-- BEGIN Document extract --

And you think that having customers sign up for a two-week class to learn 
regexes would be an improvement? *wink*

I don't know a lot about SNOBOL pattern matching, but I know that they're 
more powerful than regexes, and it seems to me that they're also easier 
to read and learn. I suspect that the programming world would have been 
much better off if SNOBOL pattern matching had won the popularity battle 
against regexes.

-- 
Steven

[toc] | [prev] | [next] | [standalone]

#7010

From	rusi <rustompmody@gmail.com>
Date	2011-06-04 09:36 -0700
Message-ID	<f39e414c-7201-4697-a6d2-79c295001df0@18g2000prd.googlegroups.com>
In reply to	#6997

The efficiently argument is specious. [This is a python list not a C
or assembly list]

The real issue is that complex regexes are hard to get right -- even
if one is experienced.
This is analogous to the fact that knotty programs can be hard to get
right even for experienced programmers.

The analogy stems from the fact that both programs in general and
regexes in particular are a code.
Regex in particular is a code for an interesting class of languages --
the so-called regular languages.  And like all involved cod(ing), can
be helped by a debugger.

And just as it is a clincher for effective C programming to have a C
debugger whereas it is less so for python, the effective use of
regexes needs good debugger(s).

I sometimes use regex-tool but there are better I guess (see
http://bc.tech.coop/blog/071103.html )
Most recently there was mention of a python specific tool: kodos
http://kodos.sourceforge.net/about.html

In short I would reword rurpy's complaint to: Regexes should be
recommended along with (the idea of) regex tools.

-- END Document extract --
-- BEGIN Data provided --

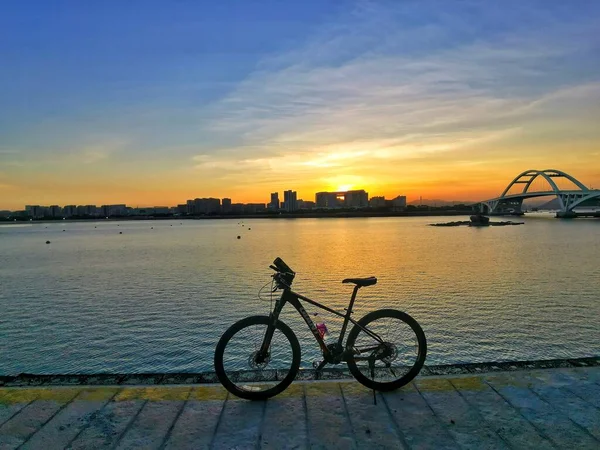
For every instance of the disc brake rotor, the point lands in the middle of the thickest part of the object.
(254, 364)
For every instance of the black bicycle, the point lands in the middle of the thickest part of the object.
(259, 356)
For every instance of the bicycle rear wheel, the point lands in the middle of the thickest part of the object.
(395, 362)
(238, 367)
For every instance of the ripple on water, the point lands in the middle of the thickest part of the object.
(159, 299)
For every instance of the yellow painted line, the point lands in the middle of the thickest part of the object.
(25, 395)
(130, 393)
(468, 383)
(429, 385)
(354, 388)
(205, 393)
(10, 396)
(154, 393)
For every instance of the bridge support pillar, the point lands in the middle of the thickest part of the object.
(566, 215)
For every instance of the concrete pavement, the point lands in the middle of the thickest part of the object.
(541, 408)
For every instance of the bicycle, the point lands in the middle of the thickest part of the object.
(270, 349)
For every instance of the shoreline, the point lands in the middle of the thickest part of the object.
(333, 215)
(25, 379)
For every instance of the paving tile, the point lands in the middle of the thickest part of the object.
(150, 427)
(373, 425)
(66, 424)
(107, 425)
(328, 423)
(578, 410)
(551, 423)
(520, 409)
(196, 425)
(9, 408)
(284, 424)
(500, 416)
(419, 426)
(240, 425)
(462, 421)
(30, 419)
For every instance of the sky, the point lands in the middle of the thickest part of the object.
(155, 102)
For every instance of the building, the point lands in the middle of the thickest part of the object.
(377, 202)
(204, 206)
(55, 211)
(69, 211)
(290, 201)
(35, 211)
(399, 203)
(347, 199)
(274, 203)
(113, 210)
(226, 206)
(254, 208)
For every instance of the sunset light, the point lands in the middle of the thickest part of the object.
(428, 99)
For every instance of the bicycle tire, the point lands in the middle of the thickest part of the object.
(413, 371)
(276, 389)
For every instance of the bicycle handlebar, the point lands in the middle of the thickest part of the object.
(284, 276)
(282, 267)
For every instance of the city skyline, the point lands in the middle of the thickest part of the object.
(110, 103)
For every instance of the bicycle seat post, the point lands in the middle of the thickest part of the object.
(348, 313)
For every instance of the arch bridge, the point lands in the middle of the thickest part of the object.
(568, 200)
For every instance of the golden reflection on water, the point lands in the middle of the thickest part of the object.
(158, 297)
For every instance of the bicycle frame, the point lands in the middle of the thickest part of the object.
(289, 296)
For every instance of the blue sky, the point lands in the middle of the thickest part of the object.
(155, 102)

-- END Data provided --
-- BEGIN Data provided --

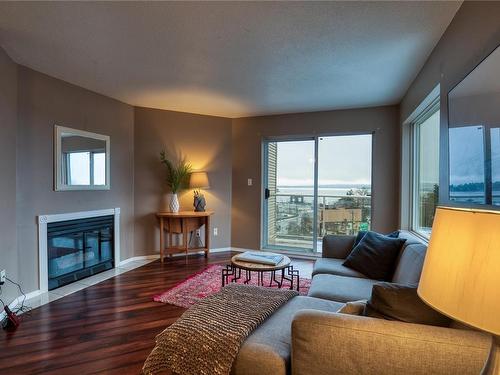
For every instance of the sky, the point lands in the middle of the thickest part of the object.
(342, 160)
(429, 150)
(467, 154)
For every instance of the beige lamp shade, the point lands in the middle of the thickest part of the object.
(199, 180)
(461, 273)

-- END Data provided --

**Stated task 1:** List the field names shown in the header of message #7010 in the regex thread.
**Stated task 2:** Reproduce the stretch of the regex thread from "The real issue" through "are a code.", substituting "skilled" for every occurrence of "experienced".

**Task output 1:** From, Date, Message-ID, In reply to

**Task output 2:**
The real issue is that complex regexes are hard to get right -- even
if one is skilled.
This is analogous to the fact that knotty programs can be hard to get
right even for skilled programmers.

The analogy stems from the fact that both programs in general and
regexes in particular are a code.